Given exercise -> Rewrite everything from the line containing "Would you be able to indicate the paddle" down to the last line below as a numbered list, dropping any blank lines.

The data ->
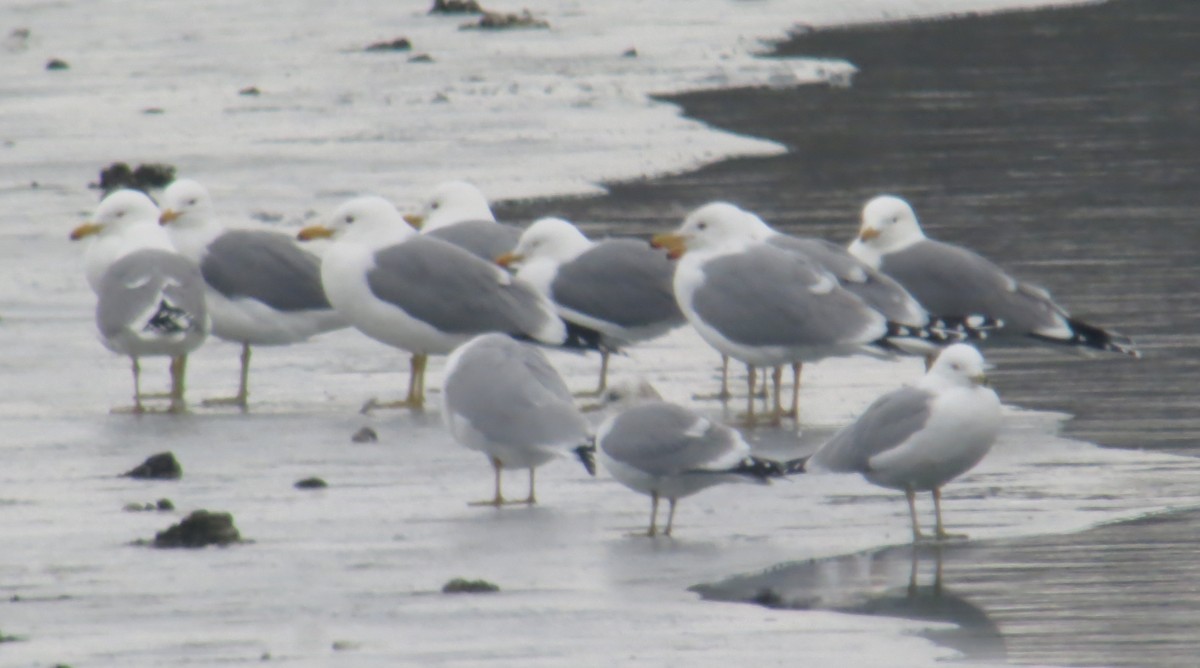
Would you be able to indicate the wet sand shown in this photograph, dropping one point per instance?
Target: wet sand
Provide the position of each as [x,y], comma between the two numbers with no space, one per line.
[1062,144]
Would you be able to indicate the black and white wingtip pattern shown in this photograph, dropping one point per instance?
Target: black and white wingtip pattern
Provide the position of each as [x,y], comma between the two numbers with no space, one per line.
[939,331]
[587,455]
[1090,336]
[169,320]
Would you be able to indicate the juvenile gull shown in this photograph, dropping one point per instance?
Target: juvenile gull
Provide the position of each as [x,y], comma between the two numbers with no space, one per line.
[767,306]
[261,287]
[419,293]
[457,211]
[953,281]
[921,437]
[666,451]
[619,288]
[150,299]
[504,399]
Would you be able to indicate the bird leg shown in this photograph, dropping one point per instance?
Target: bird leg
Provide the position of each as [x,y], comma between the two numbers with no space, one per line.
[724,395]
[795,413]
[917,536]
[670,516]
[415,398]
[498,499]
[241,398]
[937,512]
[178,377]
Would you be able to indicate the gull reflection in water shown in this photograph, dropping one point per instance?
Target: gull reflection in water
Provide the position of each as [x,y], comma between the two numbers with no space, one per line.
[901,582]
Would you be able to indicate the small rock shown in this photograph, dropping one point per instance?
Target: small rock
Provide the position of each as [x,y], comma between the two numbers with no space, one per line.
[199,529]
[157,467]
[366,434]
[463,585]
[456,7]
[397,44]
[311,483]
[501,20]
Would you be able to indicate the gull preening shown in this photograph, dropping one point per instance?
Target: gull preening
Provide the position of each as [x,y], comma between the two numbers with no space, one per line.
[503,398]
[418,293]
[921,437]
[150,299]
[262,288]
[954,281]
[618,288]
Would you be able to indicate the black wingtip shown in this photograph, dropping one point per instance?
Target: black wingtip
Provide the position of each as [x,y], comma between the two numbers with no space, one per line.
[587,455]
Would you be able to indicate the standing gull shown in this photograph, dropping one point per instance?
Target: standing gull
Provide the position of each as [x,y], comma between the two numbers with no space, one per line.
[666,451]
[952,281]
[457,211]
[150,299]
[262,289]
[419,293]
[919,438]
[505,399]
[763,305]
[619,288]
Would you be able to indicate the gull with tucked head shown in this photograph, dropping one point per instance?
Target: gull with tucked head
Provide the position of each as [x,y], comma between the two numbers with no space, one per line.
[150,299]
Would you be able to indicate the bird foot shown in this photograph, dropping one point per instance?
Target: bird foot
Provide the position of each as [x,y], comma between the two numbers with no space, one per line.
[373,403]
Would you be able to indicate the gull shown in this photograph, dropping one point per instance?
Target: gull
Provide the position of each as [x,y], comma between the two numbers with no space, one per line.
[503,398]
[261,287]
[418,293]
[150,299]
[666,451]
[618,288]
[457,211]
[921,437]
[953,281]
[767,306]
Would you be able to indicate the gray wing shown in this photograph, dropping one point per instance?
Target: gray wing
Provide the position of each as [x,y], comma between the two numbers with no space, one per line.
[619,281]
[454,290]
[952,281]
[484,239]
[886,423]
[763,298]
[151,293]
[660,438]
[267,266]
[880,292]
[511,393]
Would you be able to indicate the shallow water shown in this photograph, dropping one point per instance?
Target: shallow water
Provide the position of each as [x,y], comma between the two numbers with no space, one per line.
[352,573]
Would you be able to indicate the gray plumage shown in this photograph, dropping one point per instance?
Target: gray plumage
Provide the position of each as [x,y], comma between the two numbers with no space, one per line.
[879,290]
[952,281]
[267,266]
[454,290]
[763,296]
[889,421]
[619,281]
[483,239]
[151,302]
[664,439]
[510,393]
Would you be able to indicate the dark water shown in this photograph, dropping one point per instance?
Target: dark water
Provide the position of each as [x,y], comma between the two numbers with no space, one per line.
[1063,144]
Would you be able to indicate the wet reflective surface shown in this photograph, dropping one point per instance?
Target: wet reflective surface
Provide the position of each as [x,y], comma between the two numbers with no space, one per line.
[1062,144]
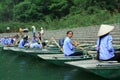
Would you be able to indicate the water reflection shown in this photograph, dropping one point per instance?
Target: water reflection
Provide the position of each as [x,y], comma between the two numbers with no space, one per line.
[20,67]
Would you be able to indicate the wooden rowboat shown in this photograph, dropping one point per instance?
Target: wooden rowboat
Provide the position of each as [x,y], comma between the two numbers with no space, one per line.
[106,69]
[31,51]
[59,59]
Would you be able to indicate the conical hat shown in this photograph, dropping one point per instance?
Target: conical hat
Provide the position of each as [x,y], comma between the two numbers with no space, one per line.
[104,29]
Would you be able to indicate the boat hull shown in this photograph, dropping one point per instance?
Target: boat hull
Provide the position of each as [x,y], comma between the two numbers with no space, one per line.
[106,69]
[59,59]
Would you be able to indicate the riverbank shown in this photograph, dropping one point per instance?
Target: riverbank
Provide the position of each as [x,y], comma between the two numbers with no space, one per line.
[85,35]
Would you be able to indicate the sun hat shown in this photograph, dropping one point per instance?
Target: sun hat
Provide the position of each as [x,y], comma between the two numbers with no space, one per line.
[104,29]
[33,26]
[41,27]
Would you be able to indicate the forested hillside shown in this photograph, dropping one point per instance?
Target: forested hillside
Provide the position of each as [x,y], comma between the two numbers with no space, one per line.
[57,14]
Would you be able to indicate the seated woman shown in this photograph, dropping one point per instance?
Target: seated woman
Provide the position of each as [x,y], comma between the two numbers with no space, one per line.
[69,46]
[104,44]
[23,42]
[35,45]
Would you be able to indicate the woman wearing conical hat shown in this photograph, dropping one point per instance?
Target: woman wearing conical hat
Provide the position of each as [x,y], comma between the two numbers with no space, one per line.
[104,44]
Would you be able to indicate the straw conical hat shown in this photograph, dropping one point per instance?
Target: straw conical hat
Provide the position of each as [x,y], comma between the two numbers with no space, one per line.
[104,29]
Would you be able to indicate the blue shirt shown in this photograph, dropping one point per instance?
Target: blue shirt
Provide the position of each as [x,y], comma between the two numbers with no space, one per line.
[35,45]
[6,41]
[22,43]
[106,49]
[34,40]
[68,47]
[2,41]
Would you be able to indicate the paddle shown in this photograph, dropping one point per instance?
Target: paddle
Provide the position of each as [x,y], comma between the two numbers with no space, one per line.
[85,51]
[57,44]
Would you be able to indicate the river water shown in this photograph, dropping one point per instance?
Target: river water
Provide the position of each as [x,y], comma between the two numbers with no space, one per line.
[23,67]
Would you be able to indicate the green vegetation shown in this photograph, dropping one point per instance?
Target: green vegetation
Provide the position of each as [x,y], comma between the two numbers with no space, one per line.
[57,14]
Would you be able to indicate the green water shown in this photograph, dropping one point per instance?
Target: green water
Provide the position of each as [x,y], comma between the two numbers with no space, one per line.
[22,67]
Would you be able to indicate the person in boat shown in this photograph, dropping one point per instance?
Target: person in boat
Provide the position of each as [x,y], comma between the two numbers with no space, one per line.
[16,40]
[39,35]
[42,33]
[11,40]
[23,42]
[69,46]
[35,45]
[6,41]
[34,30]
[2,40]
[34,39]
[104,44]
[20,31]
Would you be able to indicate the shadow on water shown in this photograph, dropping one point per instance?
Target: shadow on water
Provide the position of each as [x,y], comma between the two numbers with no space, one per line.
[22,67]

Solution to the exercise ->
1. Would you be able to indicate the paddle shown in this photograph, dropping one point per instance?
2. Target: paddle
3. Provide the position of each as [x,y], comma between the two numbers with no space, one per line.
4. [85,51]
5. [57,44]
6. Would you be able to indicate the river water shown in this photograph, dropping one point per instance?
7. Target: river water
8. Provide the position of each as [x,y], comma between the two numbers with no space, one per line.
9. [23,67]
10. Would you be able to indicate the green vegetation shown in this photograph, dropping one point per instance?
11. Target: green vegetation
12. Provide the position of each as [x,y], comma between the two numbers with no space, one per line.
13. [57,14]
14. Would you be able to indicate the green water shown in this photograph, dropping one point per instance?
15. Target: green water
16. Provide the position of each as [x,y], comma between the two numbers with no space, one per line.
17. [22,67]
18. Would you be able to indicate the person in boat shown in this photograph, dropping one point per instance?
19. Target: person in boat
20. Provide the position of each as [x,y], comma between the two numbers with no space, one per line.
21. [16,40]
22. [39,35]
23. [42,33]
24. [11,40]
25. [23,42]
26. [69,46]
27. [35,45]
28. [6,41]
29. [34,30]
30. [2,40]
31. [34,39]
32. [104,44]
33. [20,31]
34. Would you be able to indicate the shadow on water shown in this photograph, dropping one point per instance?
35. Target: shadow on water
36. Provide the position of each as [x,y], comma between the two numbers with no space, one per line.
37. [22,67]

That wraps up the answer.